[Start]

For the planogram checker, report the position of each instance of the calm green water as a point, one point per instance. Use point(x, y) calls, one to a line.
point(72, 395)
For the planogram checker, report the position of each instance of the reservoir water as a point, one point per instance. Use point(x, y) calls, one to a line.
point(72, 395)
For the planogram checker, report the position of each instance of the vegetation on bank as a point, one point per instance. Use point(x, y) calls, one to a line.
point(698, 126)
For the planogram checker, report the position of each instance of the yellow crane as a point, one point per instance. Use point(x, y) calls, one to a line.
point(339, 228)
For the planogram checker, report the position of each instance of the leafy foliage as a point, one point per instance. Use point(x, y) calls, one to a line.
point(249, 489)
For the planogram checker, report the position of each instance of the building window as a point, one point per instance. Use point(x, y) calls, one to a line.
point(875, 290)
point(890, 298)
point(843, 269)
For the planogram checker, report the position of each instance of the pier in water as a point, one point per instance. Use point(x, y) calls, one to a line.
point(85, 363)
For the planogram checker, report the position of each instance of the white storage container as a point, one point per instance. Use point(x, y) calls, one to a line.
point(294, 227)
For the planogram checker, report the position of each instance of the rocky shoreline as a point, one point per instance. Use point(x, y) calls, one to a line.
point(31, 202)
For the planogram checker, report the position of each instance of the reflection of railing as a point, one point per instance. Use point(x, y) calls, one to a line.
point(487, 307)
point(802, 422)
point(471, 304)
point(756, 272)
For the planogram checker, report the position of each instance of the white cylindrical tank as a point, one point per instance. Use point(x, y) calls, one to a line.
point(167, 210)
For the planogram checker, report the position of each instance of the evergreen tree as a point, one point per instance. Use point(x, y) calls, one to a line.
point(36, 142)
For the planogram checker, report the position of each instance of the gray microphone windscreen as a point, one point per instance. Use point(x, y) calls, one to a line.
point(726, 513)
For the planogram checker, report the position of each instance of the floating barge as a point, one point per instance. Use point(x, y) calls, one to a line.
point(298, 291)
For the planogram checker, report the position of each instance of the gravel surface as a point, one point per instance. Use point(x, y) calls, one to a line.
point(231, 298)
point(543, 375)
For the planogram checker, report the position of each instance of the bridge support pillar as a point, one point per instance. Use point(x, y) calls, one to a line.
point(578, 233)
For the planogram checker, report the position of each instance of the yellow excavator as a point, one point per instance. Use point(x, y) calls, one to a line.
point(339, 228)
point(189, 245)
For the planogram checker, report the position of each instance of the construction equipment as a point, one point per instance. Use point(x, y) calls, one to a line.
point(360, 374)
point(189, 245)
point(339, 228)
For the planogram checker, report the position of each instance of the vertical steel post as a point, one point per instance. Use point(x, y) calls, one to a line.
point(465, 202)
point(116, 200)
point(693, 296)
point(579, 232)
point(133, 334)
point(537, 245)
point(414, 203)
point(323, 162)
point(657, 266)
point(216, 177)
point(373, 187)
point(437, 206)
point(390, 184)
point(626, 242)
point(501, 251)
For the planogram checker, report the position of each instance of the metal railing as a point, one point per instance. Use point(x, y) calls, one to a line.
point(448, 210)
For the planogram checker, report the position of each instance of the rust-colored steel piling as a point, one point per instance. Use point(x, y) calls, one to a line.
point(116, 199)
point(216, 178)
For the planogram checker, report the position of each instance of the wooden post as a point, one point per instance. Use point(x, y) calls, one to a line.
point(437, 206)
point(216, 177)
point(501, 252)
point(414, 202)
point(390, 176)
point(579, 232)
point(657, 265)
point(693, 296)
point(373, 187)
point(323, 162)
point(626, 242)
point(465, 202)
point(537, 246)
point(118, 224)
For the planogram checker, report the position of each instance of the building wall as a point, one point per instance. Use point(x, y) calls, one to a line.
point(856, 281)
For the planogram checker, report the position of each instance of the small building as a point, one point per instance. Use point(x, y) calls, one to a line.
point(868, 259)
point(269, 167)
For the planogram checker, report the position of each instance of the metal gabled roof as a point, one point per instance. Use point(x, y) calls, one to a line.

[End]

◆ **Problem**: Transcribe every one of the lines above verbatim, keeping their original order.

◆ **Written solution**:
For the planogram checker, report the position of each instance of the calm green water as a point, one point per instance. Use point(x, y) calls, one to a line.
point(72, 395)
For the planogram checker, report the position of each instance of the reservoir water as a point, one point per instance. Use point(x, y) calls, one to a line.
point(72, 395)
For the planogram checker, report the position of each instance of the vegetation on bank as a point, one point per instance. Use point(x, y) calls, one to a line.
point(698, 126)
For the planogram checker, report the position of each instance of the yellow crane as a point, one point per instance. Use point(x, y) calls, one to a line.
point(339, 228)
For the planogram checker, report the position of each instance of the leafy foliage as a point, one point per instance. Use point(x, y) calls, one to a line.
point(249, 489)
For the planogram checker, report the position of each instance of the building window as a point, one point per instance. Use point(x, y) calls, one to a line.
point(875, 290)
point(890, 298)
point(843, 269)
For the planogram checker, report the position of each instance of the pier in water as a point, one point per instance. Use point(x, y) calls, one to a line.
point(85, 363)
For the planogram checker, report the position of each instance of the white storage container as a point, one point per instance. Use point(x, y) calls, one to a line.
point(294, 227)
For the planogram checker, report the position of each instance of the rocky shoreline as a point, one point per instance. Use point(x, y) calls, one to a line.
point(31, 202)
For the planogram checker, report the position of each instance of the reflection of railing as a point, one point per instance. Use point(x, y) calls, one to a line.
point(487, 307)
point(802, 422)
point(471, 304)
point(756, 272)
For the planogram checker, report the position of each instance of the white cylindrical tank as a point, one point per instance. Use point(x, y) calls, one to a line.
point(167, 210)
For the planogram checker, report the position of each instance of the evergreen tree as a point, one point per instance. Use point(x, y) calls, one to a line.
point(36, 142)
For the planogram checker, report the position of each instance of the gray microphone windscreen as a point, one point per instance. Use point(x, y) calls, one to a line.
point(726, 513)
For the planogram checker, report the position of each instance of the floating barge as a point, one point per instance. Use point(x, y) calls, one to a line.
point(298, 291)
For the planogram checker, report the position of each instance of the gravel surface as a point, one point per instance. Use point(x, y) calls, one to a line.
point(231, 298)
point(543, 375)
For the planogram checker, report the position of each instance of the bridge support pillar as a point, one point per instance. Use point(x, y) calls, one to a line.
point(578, 233)
For the planogram checker, report the position of each instance of the yellow excavator as a point, one point per instance. Use point(x, y) calls, one to a line.
point(339, 228)
point(189, 245)
For the planogram checker, report the position of each instance of the construction equipment as a point, one point per instance. Use point(x, y) calls, one to a line.
point(360, 374)
point(189, 245)
point(339, 228)
For the planogram checker, report the position of each instance of the vertical steel post as a point, one point per instance. Use point(x, y) calls, one to a line.
point(465, 202)
point(116, 200)
point(693, 296)
point(579, 232)
point(133, 334)
point(537, 245)
point(414, 203)
point(323, 162)
point(657, 266)
point(216, 177)
point(373, 187)
point(437, 206)
point(390, 184)
point(626, 242)
point(501, 251)
For the planogram checker, report the position of each instance of the metal railing as a point, one point per instance. Use point(x, y) calls, one to a line.
point(448, 210)
For the planogram checker, report the position of each instance of the rust-colored steel piling as a point, one point per instance. Use point(x, y) calls, one to a line.
point(116, 199)
point(216, 178)
For the planogram checker, report the position of each instance of the wooden post as a point, one point per instance. Use point(x, y) calls, one to a line.
point(437, 206)
point(216, 177)
point(501, 252)
point(414, 202)
point(390, 176)
point(579, 232)
point(657, 265)
point(693, 296)
point(373, 187)
point(323, 162)
point(626, 242)
point(465, 202)
point(537, 246)
point(118, 224)
For the planogram checker, report the position of each instance of the building wall as a point, one point per instance. Use point(x, y) calls, one to a line.
point(856, 281)
For the planogram checker, report the position of each instance of the small building as a point, one point per instance. Use point(x, y) calls, one to a line.
point(868, 259)
point(269, 167)
For the planogram checker, report the position of each instance of the metal gabled roof as a point, one point per instance. Use point(x, y) calls, one to a line.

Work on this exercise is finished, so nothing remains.